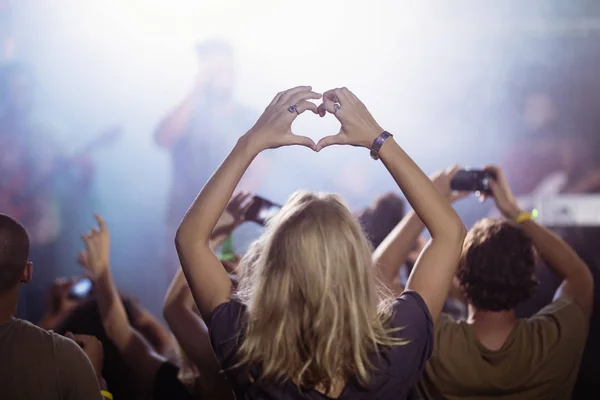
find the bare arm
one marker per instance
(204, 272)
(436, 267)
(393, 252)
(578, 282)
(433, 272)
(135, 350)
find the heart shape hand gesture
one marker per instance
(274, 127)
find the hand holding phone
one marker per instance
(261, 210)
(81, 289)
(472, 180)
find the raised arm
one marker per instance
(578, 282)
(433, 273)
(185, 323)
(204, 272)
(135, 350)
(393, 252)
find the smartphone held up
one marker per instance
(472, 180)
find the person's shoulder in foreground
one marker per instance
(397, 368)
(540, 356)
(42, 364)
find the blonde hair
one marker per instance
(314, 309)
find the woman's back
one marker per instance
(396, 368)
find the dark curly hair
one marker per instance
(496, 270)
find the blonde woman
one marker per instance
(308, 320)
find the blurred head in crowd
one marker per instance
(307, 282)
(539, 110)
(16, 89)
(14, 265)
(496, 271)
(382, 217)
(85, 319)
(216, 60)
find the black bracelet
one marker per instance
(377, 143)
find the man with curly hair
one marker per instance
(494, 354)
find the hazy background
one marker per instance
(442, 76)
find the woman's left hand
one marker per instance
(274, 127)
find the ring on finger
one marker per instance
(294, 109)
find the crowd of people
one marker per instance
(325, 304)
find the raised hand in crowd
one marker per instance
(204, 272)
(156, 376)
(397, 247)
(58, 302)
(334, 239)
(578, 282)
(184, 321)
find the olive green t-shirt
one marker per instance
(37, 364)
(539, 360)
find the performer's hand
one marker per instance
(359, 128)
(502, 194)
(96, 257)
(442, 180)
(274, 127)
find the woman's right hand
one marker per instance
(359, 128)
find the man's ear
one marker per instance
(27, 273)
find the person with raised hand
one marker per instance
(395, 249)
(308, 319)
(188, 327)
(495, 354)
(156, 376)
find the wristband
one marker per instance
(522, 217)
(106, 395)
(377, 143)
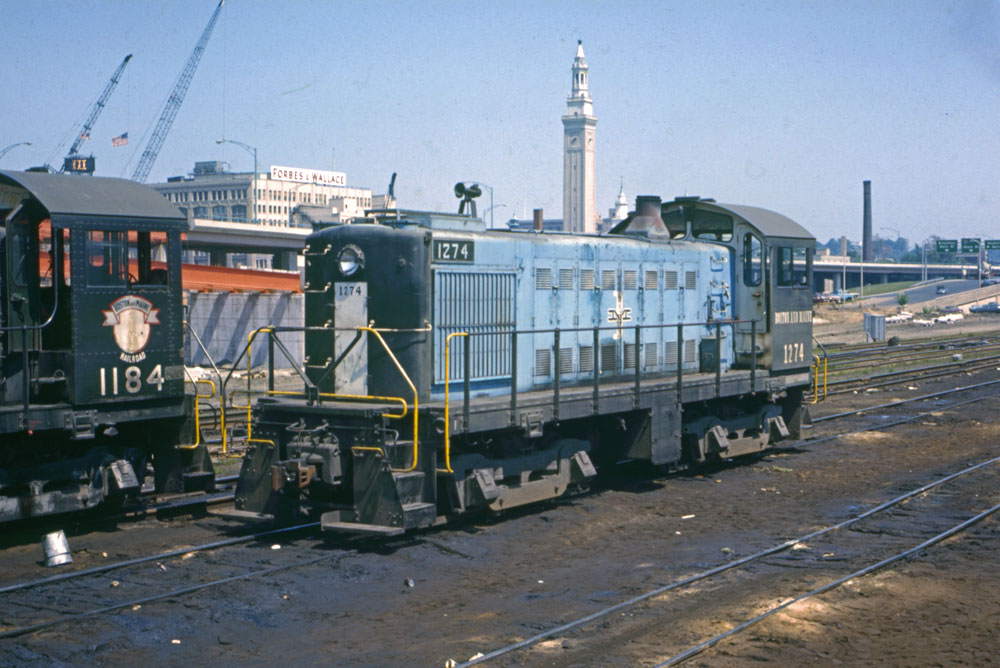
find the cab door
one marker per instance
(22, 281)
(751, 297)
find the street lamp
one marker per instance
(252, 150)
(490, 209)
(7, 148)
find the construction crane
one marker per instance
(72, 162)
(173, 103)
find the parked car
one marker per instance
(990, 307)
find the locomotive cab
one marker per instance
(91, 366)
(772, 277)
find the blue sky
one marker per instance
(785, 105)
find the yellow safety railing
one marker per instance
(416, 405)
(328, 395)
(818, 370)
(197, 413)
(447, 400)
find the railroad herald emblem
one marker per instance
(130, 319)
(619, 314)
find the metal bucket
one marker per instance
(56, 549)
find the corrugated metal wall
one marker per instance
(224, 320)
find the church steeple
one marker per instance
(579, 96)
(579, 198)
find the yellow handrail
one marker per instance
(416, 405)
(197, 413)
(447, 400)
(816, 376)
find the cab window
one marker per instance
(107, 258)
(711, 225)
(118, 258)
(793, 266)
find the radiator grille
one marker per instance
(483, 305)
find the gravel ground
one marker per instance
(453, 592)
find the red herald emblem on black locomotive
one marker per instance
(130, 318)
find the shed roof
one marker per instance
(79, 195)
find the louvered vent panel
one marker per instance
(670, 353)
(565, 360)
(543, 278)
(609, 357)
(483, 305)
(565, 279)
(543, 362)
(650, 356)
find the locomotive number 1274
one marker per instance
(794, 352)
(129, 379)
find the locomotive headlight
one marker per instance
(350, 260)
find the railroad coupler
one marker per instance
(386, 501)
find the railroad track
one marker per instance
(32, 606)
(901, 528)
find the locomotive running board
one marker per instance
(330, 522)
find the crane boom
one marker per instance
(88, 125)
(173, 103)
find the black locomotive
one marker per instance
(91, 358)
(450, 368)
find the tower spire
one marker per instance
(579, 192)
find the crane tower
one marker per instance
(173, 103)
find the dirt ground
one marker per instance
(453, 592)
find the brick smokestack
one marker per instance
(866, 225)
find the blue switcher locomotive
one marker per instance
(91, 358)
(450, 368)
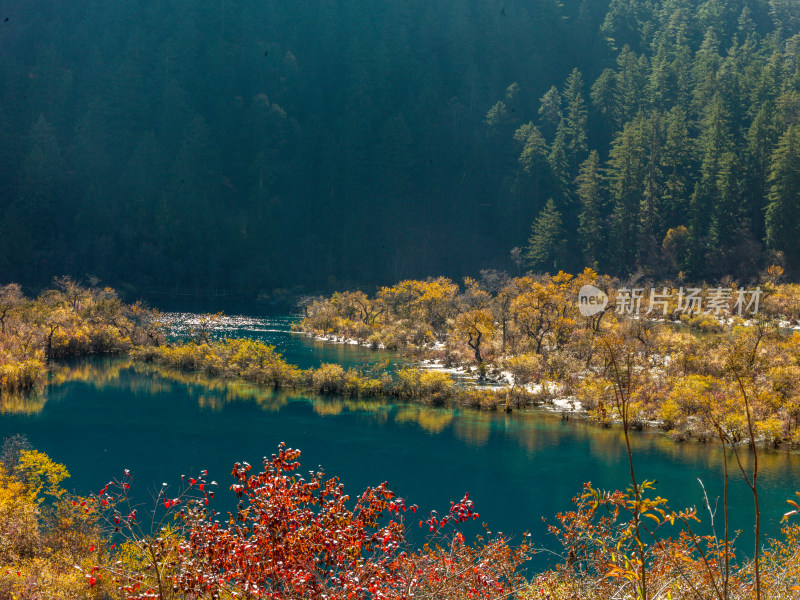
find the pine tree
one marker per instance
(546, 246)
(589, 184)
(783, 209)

+---+

• [Task statement] Write every record out again exactly; no pictures belong in the copy.

• [Response]
find the bare arm
one marker per instance
(204, 272)
(436, 267)
(393, 252)
(578, 282)
(433, 272)
(135, 350)
find the heart shape hand gesture
one marker per instance
(274, 127)
find the hand holding phone
one marker per instance
(261, 210)
(81, 289)
(472, 180)
find the raised arm
one marker per instance
(578, 282)
(433, 273)
(185, 323)
(204, 272)
(135, 350)
(393, 252)
find the smartphone held up
one marker per instance
(472, 180)
find the person's shoulder in foreground
one marker per instance
(397, 368)
(540, 356)
(42, 364)
find the blonde hair
one marker per instance
(314, 309)
find the woman's back
one marker per instance
(396, 368)
find the dark curly hair
one marker per instance
(496, 270)
find the blonde woman
one marker per instance
(308, 320)
find the blurred head in crowd
one marker per instance
(307, 282)
(539, 110)
(16, 89)
(14, 265)
(496, 271)
(382, 217)
(85, 319)
(216, 60)
find the black bracelet
one marker per instance
(377, 143)
find the man with curly hair
one marker per instance
(494, 354)
find the hazy background
one marker per instance
(442, 76)
find the woman's left hand
one marker per instance
(274, 127)
find the ring on finger
one marker per instance
(294, 109)
find the crowd of people
one marker per instance
(325, 304)
find the raised hand in crowd
one marker per instance
(204, 272)
(156, 376)
(397, 247)
(58, 302)
(334, 239)
(578, 282)
(184, 321)
find the olive green t-shirt
one marker per instance
(37, 364)
(539, 360)
find the performer's hand
one marker per instance
(359, 128)
(502, 194)
(96, 257)
(442, 180)
(274, 127)
find the woman's right hand
one marker per instance
(359, 128)
find the man's ear
one marker per instance
(27, 273)
find the person with raised hand
one marker per instance
(395, 249)
(308, 319)
(188, 327)
(495, 354)
(156, 376)
find the wristband
one marker per instance
(522, 217)
(106, 395)
(377, 143)
find the cab door
one marker per instance
(22, 281)
(751, 297)
find the street lamp
one marker per instance
(252, 150)
(490, 209)
(7, 148)
find the construction crane
one marker per instance
(72, 162)
(173, 103)
find the parked car
one marker per instance
(990, 307)
find the locomotive cab
one marker per instance
(91, 366)
(772, 277)
find the blue sky
one marker per instance
(785, 105)
find the yellow safety railing
one marker per instance
(416, 405)
(328, 395)
(818, 370)
(197, 413)
(447, 400)
find the railroad herald emblem
one marker per instance
(130, 319)
(619, 314)
find the metal bucket
one marker per instance
(56, 549)
find the corrugated metal wall
one marker per instance
(224, 320)
find the church steeple
one marker per instance
(579, 96)
(579, 198)
find the yellow handrail
one marker per instance
(416, 405)
(197, 413)
(447, 400)
(816, 376)
find the cab window
one marker per instance
(107, 258)
(711, 225)
(118, 258)
(793, 266)
find the radiator grille
one marker per instance
(483, 305)
find the gravel ground
one marker per instance
(453, 592)
find the red herald emblem on black locomotive
one marker per instance
(130, 318)
find the shed roof
one marker per instance
(79, 195)
find the louvered vent panel
one marker per instance
(670, 353)
(565, 360)
(543, 278)
(609, 357)
(483, 305)
(565, 279)
(543, 362)
(650, 356)
find the locomotive number 1274
one marker per instance
(794, 352)
(129, 379)
find the locomotive headlight
one marker per instance
(350, 260)
find the railroad coupler
one marker per instance
(386, 501)
find the railroad track
one marker per instance
(32, 606)
(901, 528)
find the locomotive running board
one marker per instance
(330, 522)
find the crane boom
one marker per instance
(88, 125)
(173, 103)
find the black locomotive
one marker per instance
(91, 358)
(450, 368)
find the tower spire
one marker per instance
(579, 192)
find the crane tower
one marker per instance
(173, 103)
find the dirt ground
one marker per instance
(453, 592)
find the brick smokestack
one marker per instance
(866, 225)
find the blue switcher locomotive
one marker per instance
(91, 358)
(450, 368)
find the pine tree
one marker per instance
(546, 246)
(589, 184)
(783, 209)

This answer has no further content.